= Exercises to complete =
#1 Using the excerpt on manufacturing an active matrix circuit, answer these questions:
(a) What serves as the mask when the source and drain are formed?
(b) Which films are etched to make the contact hole that reaches the drain?
(c) Which two parts form the capacitor 22?
#2 Translate this sentence from the excerpt on manufacturing an active matrix circuit into Spanish: "Next, a metal light-shielding layer 19 is formed in an area where incident light should be interrupted (see FIG. 3C)."

= Excerpt to read =
+++

This embodiment will be described with reference to FIGS. 3A-3C, 4A-4D, and 5. FIGS. 3A-3C are top views of an active matrix circuit in order of manufacturing steps. FIGS. 4A-4D are conceptual sectional views showing manufacturing steps of elements, wiring lines, and other parts that constitute the circuit of this embodiment. It is noted that there is no correspondence between FIGS. 3A-3C and FIGS. 4A-4D.

First, an island-like crystalline semiconductor coating 11 is formed on a substrate 10 having an insulating surface by a known method. A gate insulating film 12 is formed to cover the semiconductor coating 11, and a gate signal line 13 is formed thereon (see FIGS. 3A and 4A).

Then, a source 14 and a drain 15 are formed by introducing an n-type or p-type impurity into the semiconductor coating 11 in a self-aligned manner by using the gate signal line 13 as a mask. A first interlayer insulating film 16 is deposited to cover the gate signal line 13 (see FIG. 4B).

Next, after a contact hole is so formed as to reach the source 14, a data signal line 17 is formed. A second interlayer insulating film 18 is then deposited to cover the data signal line 17 (see FIGS. 3B and 4C).

Next, a metal light-shielding layer 19 is formed in an area where incident light should be interrupted (see FIG. 3C).

Subsequently, a third interlayer insulating film 20 is deposited to cover the light-shielding layer 19. A contact hole reaching the drain 15 is formed by etching the first to third interlayer insulating films 16, 18 and 20.

Then, a transparent conductive coating as a pixel electrode 21 is so formed as to overlap with the light-shielding layer 19, whereby a capacitor 22 is formed by the light-shielding layer 19 and the pixel electrode 21 (see FIG. 4D).

Thus, a circuit shown in FIG. 5 is obtained. In this embodiment, the capacitor 22 that is formed by the light-shielding layer 19 (supplied with a constant voltage during use) and the pixel electrode 21 is used as an auxiliary capacitor of the pixel capacitor.

As seen from FIGS. 3A-3C, the length of the semiconductor coating 11 is almost determined by the interval between the adjacent gate signal lines 13. As the adjacent gate signal lines 13 are more separated from each other, the semiconductor coating 11 is necessarily elongated and the circuit resistance increases accordingly. Therefore, this embodiment is suitable for a circuit in which the interval between the adjacent gate signal lines 13 is short, that is, the pixel extends along the gate signal lines 13. Conversely, this embodiment is not suitable for a circuit in which the pixel extends along the data signal line 17 because of a long interval between the adjacent gate signal lines 13.

+++

= Raw data =
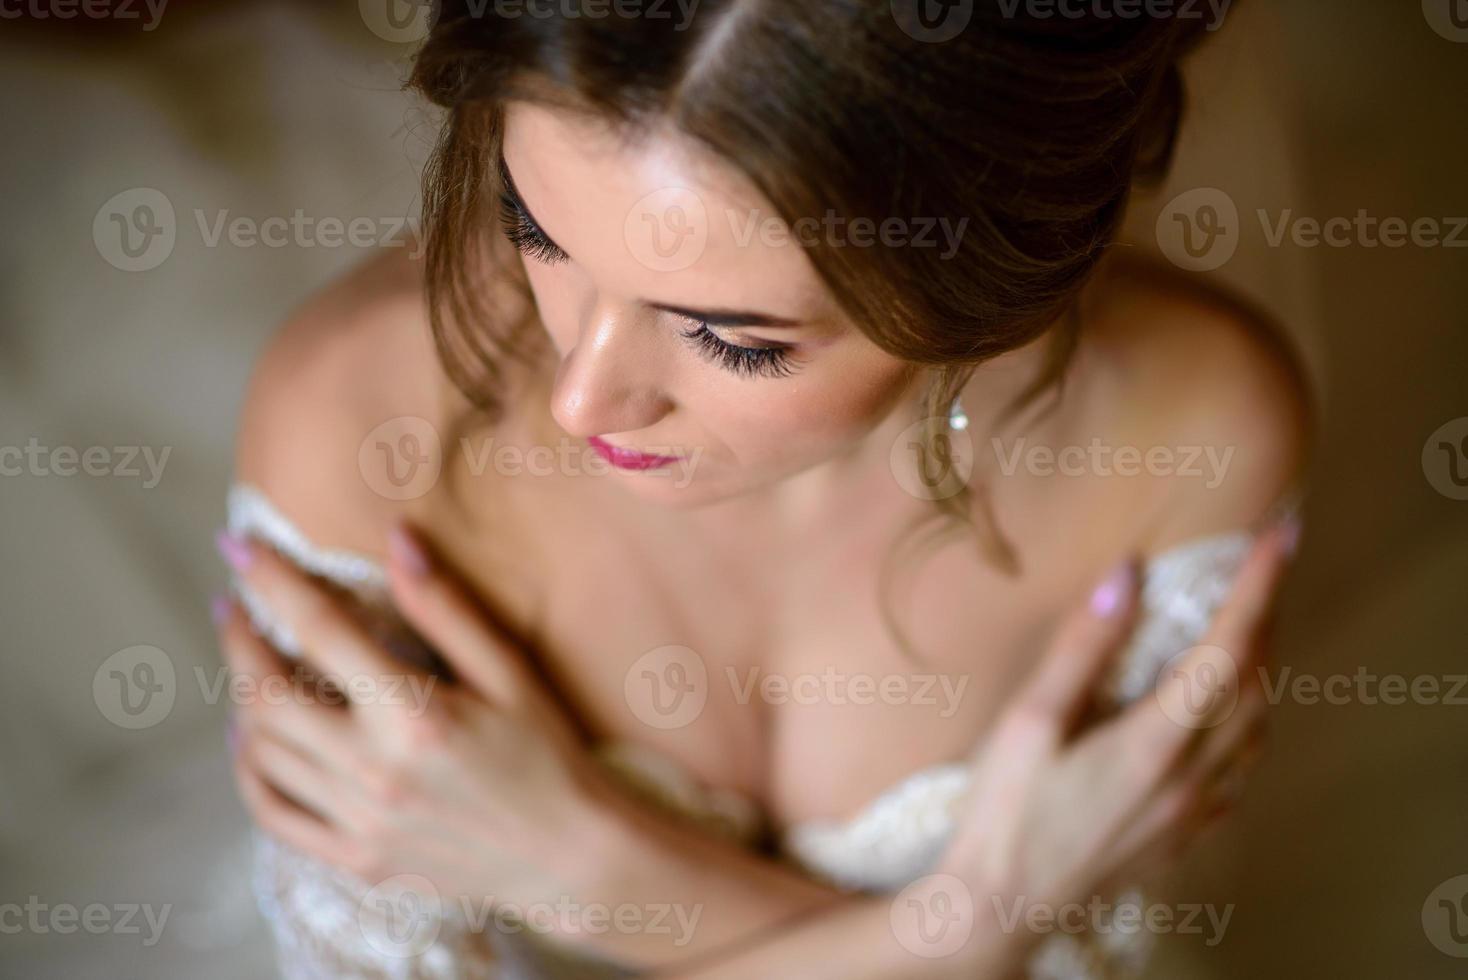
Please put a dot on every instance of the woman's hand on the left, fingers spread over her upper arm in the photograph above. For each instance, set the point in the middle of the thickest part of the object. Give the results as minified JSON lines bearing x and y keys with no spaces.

+++

= Answers in order =
#1
(a) The gate signal line 13.
(b) The first, second and third interlayer insulating films 16, 18 and 20.
(c) The light-shielding layer 19 and the pixel electrode 21.

#2 A continuación, se forma una capa metálica de bloqueo de luz 19 en una zona donde debe interrumpirse la luz incidente (véase la FIG. 3C).